Book Lovers' Soy Candles sample packs from Frostbeard Studio on Etsy ©Literati Girl

Book Lovers’ Soy Candles sample packs from Frostbeard Studio on Etsy ©Literati Girl

You know that Old Book smell you wish you could bottle? Well, it hasn’t been bottled, per se, but you CAN get candles with that particular scent!

Frostbeard Studio in Minneapolis, USA, specialises in Book Lovers’ candles made out of soy wax, which are infused with bookish scents.

Most of their candles come in 8oz jars and 3oz packs of wax tarts/melts, but they also offer themed tealight sample packs. How do you choose between such scents as Hatter’s Tea Party, Oxford Library, and Reading at the Café? I couldn’t is the easy answer, so I ordered the sample packs that intrigued me most, as well as one 8oz candle scented Don’t Panic (Fresh Towel).

So what did I get?

The Don’t Panic (Fresh Towel) candle smells just like fresh laundry. The scent is a blend of fresh laundry detergent and green tea. And even unlit, it fills the room with that fresh, clean scent!

The Bibliophile Sample Pack includes:

Old Books – which smells mildly of paper, dust, vanilla and fresh grass. It’s a lovely smell, even though I am not a fan of vanilla.
Oxford Library – which combines oakmoss, sandalwood, amber and leather for a pretty masculine but pleasing smell. Apparently, one customer called it “Freshly showered Sherlock.” Let’s go with that.
Book Cellar – which smells mildly of a combination of basements, dirt and vanilla bean. Again, quite a pleasing smell that captures that book cellar atmosphere, but once again, it contains vanilla.
Bookstore – which has a divine smell of driftwood, mahogany, coffee and a hint of leather. It smells like standing in line at the local bookstore’s coffee counter, at the end of a Saturday afternoon, behind an outdoorsy guy dressed in a leather jacket. Yes, it’s that specific. At least for me.

 

The British Sample Pack includes:

Sherlock’s Study – which has a smokey, masculine scent of pipe tobacco, cherrywood and fresh rain, and does kind of smell the way I’d really imagine Sherlock Holmes’ study to smell like  – you know, minus the mold cultures and rotting body parts.
Wibbly Wobbly Timey Wimey – admittedly, I didn’t really picture the TARDIS to smell like driftwood, blackcurrant tea and juniper, but it is a lovely, mild, timeless scent that fits a madman in a box.
Through the Wardrobe – which smells of Aspen winter, apple wood and spruce tree, and reminds me of winter and white Christmas spent wrapped in a blanket.
Hatter’s Tea Party – which is so simple it’s brilliant, and combines the scents of Earl Grey tea and sugar cookie. Very British indeed.

 

The Fantasy Sample Pack includes:

The Shire – which smells of oakmoss, clover, aloe, and pipe tobacco and the combination makes for a down-to-earth scent I can imagine in Bag End. Anyone for a pint of South Farthing at the Green Dragon?
Wizardy Buttery Drink – a heavenly mixture of butterscotch, crème brûlée and buttered rum which is perfect for afternoons spent reading and apparating in and out of the Three Broomsticks .

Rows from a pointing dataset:
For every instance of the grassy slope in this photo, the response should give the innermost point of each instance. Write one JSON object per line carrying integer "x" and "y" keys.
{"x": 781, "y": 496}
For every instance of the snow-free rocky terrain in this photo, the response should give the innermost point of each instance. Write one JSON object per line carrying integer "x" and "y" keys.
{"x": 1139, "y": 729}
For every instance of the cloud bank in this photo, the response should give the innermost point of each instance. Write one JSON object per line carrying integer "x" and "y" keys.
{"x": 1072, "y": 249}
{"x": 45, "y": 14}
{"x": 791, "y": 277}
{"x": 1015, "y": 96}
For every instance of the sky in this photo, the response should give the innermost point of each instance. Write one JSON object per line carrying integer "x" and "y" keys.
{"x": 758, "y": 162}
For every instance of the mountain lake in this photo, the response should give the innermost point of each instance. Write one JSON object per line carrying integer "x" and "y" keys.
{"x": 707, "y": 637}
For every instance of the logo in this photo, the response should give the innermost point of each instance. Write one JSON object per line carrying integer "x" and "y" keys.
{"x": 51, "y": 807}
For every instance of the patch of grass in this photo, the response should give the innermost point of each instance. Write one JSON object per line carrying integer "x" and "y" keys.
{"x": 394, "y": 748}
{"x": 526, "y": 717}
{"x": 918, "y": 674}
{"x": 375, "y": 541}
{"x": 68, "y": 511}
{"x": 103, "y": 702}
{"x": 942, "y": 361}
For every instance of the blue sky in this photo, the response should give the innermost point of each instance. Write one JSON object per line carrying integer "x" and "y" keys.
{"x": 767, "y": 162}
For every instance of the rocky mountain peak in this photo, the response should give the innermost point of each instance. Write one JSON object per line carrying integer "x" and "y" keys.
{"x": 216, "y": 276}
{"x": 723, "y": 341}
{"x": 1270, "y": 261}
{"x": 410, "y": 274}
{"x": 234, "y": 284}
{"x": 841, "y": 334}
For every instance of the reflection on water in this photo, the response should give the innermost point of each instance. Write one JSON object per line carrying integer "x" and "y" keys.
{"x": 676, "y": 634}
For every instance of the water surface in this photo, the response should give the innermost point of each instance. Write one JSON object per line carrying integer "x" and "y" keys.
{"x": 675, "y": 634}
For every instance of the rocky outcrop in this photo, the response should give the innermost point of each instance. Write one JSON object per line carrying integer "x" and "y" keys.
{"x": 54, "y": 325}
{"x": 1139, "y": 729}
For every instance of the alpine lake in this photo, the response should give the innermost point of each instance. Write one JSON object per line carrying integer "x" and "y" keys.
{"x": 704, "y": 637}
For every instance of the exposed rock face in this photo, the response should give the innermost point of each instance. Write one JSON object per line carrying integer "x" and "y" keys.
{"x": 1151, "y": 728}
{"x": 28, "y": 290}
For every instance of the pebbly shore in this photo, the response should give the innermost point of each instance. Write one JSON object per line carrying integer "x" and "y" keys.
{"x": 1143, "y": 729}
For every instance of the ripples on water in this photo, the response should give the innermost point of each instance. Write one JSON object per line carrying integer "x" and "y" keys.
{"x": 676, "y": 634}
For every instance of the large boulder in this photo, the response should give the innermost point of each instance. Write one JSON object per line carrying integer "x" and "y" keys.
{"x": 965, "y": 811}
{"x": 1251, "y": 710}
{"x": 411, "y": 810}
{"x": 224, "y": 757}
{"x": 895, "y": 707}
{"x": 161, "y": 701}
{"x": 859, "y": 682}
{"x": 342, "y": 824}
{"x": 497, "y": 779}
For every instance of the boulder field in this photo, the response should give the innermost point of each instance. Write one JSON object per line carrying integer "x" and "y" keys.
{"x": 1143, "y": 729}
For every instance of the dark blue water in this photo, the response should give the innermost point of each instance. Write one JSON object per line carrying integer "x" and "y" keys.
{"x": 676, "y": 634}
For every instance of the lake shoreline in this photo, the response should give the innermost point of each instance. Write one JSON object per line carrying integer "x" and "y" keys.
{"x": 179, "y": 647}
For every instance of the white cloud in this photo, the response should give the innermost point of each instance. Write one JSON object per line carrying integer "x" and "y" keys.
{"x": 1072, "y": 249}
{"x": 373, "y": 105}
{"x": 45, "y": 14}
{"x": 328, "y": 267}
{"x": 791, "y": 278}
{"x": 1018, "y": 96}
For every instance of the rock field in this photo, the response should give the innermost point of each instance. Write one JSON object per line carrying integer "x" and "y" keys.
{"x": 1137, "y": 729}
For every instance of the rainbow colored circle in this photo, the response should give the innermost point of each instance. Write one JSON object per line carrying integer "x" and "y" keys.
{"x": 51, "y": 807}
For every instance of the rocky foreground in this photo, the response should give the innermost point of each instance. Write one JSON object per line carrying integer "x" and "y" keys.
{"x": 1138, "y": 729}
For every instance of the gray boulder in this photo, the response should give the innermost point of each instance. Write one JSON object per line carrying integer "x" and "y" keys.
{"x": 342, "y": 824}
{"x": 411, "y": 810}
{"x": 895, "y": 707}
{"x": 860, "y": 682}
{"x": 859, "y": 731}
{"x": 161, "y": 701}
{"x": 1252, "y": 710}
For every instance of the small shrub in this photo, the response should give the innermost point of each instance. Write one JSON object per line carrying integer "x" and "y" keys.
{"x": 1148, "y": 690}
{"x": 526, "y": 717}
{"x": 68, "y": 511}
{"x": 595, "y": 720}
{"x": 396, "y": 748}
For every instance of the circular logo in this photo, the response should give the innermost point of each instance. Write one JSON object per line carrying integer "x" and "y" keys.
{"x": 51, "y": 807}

Set of tasks:
**a.** According to the candle review, what two scents are blended in the Don't Panic (Fresh Towel) candle?
**b.** From the candle review, extract the part that opens with the words containing "You know that" and closes with "Panic (Fresh Towel).".
**c.** Continue the review of the book-themed soy candles from where it stops.

Outputs in order:
**a.** Fresh laundry detergent and green tea.

**b.**
You know that Old Book smell you wish you could bottle? Well, it hasn’t been bottled, per se, but you CAN get candles with that particular scent!

Frostbeard Studio in Minneapolis, USA, specialises in Book Lovers’ candles made out of soy wax, which are infused with bookish scents.

Most of their candles come in 8oz jars and 3oz packs of wax tarts/melts, but they also offer themed tealight sample packs. How do you choose between such scents as Hatter’s Tea Party, Oxford Library, and Reading at the Café? I couldn’t is the easy answer, so I ordered the sample packs that intrigued me most, as well as one 8oz candle scented Don’t Panic (Fresh Towel).

**c.**
Headmaster’s Office – which smells of cedarwood, vanilla, fireplace, and lemon drop. Again a fairly masculine, slightly smokey smell but not unpleasant, even though I don’t think this should have vanilla in it.
Winterfell – the North, wherever you go, seems to be defined by the smells of scotch pine and firewood. While this reminds me more of Scotland and highland men, I’m sure the men of the North of Westeros are surrounded by similar scents.

The Book Nerd Sample Pack includes:

Gatsby’s Mansion – which smells of champagne fizz, daisies and sea mist. I’m not particularly fond of this scent, but if I ever imagined what the Golden Twenties smelled like, this would be a pretty close approximation.
Cliffs of Insanity – which smells of sea mist and Caribbean teakwood and reminds me of white beaches and clear seas.
Reading at the Café – a scent for rainy afternoons or warm summer evenings, bringing the café to your favourite reading nook. It smells like roasted coffee and chocolate pastries and makes me crave a large cuppa and a pastry from my favourite café.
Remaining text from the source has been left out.